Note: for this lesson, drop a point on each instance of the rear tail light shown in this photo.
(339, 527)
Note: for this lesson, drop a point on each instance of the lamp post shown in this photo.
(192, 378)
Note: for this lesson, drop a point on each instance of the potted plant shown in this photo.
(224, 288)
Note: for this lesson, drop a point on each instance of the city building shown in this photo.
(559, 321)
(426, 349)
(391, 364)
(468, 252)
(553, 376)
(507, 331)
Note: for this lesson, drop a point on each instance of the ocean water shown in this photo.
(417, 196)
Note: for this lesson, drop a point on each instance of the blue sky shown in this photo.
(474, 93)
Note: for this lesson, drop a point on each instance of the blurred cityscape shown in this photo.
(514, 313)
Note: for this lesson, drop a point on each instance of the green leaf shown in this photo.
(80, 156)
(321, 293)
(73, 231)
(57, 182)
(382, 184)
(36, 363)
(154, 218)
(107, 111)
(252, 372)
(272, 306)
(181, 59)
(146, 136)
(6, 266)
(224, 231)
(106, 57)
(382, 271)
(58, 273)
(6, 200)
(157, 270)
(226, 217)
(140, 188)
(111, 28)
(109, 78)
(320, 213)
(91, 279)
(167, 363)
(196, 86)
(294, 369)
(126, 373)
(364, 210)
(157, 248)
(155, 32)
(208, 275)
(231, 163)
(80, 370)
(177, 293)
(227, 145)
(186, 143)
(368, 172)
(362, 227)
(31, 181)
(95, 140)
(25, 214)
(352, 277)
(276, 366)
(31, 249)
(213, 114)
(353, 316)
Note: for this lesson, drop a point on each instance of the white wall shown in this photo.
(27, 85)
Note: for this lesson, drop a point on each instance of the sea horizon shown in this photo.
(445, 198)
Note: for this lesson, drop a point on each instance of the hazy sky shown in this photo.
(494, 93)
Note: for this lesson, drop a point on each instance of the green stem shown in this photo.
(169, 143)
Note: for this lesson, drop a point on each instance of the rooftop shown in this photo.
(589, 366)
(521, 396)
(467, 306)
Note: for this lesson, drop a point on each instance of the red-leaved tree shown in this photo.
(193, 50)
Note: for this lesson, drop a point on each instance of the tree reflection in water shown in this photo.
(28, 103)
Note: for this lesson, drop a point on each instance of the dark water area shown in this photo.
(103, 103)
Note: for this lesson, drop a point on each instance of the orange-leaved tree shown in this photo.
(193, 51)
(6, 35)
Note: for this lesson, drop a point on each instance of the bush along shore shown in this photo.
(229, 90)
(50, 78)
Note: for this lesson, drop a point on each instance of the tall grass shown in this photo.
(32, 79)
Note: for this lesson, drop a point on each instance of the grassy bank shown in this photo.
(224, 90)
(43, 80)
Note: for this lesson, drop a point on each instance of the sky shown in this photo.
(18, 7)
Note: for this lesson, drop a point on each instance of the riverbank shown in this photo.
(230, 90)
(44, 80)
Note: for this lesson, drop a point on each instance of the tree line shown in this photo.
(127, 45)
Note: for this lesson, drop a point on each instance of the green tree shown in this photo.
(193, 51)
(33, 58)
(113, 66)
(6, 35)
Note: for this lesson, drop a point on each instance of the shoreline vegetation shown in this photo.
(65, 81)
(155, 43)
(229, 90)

Description of the task
Write the data from above out again, exactly.

Final result
Note: for this lesson, drop a point on each instance of the rear tail light shown in this photo.
(339, 527)
Note: for this lesson, drop a point on each instance of the lamp post shown in this photo.
(192, 378)
Note: for this lesson, drop a point on each instance of the potted plant shown in this photo.
(224, 288)
Note: for this lesson, drop a point on each instance of the city building shown in this photo.
(559, 321)
(426, 349)
(391, 364)
(468, 252)
(553, 376)
(507, 331)
Note: for this lesson, drop a point on each instance of the ocean water shown in this photo.
(417, 196)
Note: for this lesson, drop a point on each instance of the blue sky shown in this photo.
(474, 93)
Note: for this lesson, drop a point on each instance of the blurred cityscape shown in this photo.
(514, 313)
Note: for this lesson, drop a point on each instance of the green leaf shown in this photo.
(80, 156)
(321, 293)
(73, 231)
(57, 182)
(382, 184)
(36, 363)
(154, 218)
(107, 111)
(252, 372)
(272, 306)
(181, 59)
(146, 136)
(6, 266)
(224, 231)
(106, 57)
(382, 271)
(58, 273)
(6, 200)
(157, 270)
(226, 217)
(140, 188)
(111, 28)
(109, 78)
(320, 213)
(91, 279)
(167, 363)
(196, 86)
(294, 369)
(126, 373)
(364, 210)
(157, 248)
(155, 32)
(208, 275)
(231, 163)
(80, 370)
(177, 293)
(227, 145)
(186, 143)
(368, 172)
(362, 227)
(31, 181)
(95, 140)
(25, 214)
(352, 277)
(276, 366)
(31, 249)
(213, 114)
(353, 316)
Note: for this lesson, drop a point on each instance of the white wall shown in this photo.
(27, 85)
Note: for this lesson, drop a point on each instance of the sea horizon shown in this photo.
(445, 198)
Note: for this lesson, drop a point on each instance of the hazy sky shown in this photo.
(494, 93)
Note: for this lesson, drop a point on each instance of the green stem shown in this photo.
(169, 143)
Note: for this lesson, drop a point on each instance of the rooftop shown in this photo.
(589, 366)
(521, 396)
(467, 306)
Note: for this lesson, drop a point on each instance of the red-leaved tree shown in this photo.
(193, 50)
Note: for this lesson, drop a point on each instance of the tree reflection in water shown in this photo.
(28, 103)
Note: for this lesson, drop a point on each instance of the dark water area shown in this photo.
(103, 103)
Note: for this lesson, drop a point on each instance of the orange-leaved tree shown in this photo.
(193, 51)
(6, 35)
Note: for this lesson, drop a point on each instance of the bush along shore shown in this photo.
(229, 90)
(50, 78)
Note: for this lesson, drop a point on each instance of the tall grass shown in this photo.
(32, 79)
Note: for this lesson, drop a point on each instance of the grassy bank shown in this photo.
(224, 90)
(43, 80)
Note: for this lesson, drop a point on each instance of the sky shown in this photo.
(18, 7)
Note: for this lesson, drop a point on each instance of the riverbank shown in this photo.
(230, 90)
(44, 80)
Note: for this lesson, drop a point on each instance of the tree line shown in this photo.
(127, 45)
Note: for this lesson, drop a point on each instance of the green tree shown in this photo.
(193, 51)
(33, 58)
(113, 66)
(6, 35)
Note: for this lesson, drop a point on each instance of the shoreline vegetation shown in this photo.
(65, 81)
(155, 43)
(229, 90)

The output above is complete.